Data:

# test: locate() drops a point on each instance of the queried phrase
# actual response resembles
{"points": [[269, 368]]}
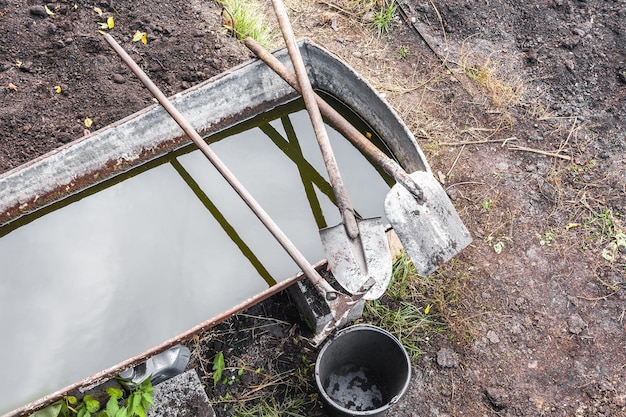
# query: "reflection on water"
{"points": [[114, 273]]}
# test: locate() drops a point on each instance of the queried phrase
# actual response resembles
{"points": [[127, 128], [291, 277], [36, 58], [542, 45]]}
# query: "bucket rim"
{"points": [[390, 403]]}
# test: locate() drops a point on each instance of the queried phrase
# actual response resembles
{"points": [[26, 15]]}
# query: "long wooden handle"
{"points": [[320, 283], [339, 189]]}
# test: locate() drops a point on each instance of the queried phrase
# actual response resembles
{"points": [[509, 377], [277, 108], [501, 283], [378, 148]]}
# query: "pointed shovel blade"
{"points": [[353, 262], [431, 231]]}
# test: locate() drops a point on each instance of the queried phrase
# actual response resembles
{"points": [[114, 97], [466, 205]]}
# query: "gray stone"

Required action:
Pictures stay out of the answer; the rest of the listing above is returned exactly.

Exercise response:
# test: locate() drops a point on each instance of the queried phrase
# actual response resembles
{"points": [[269, 368]]}
# query: "reflection on water"
{"points": [[114, 273]]}
# test: locate() drops a point on each instance of the queried phrase
# actual response resembles
{"points": [[127, 128], [291, 277], [36, 58], [542, 45]]}
# query: "bucket rim"
{"points": [[390, 403]]}
# test: locate() drops a point on each instance of the queried phrase
# actual response resembles
{"points": [[26, 15]]}
# query: "long wooden handle"
{"points": [[320, 283], [339, 189]]}
# test: locate() drops a point on each instance of the queried phrase
# actual response resembles
{"points": [[509, 377], [277, 108], [501, 283], [378, 148]]}
# query: "pointed shovel blade"
{"points": [[353, 262], [431, 231]]}
# test: locate() drops a point on each instance of the queried phrase
# actual response resembles
{"points": [[114, 97], [466, 205]]}
# query: "gray stone"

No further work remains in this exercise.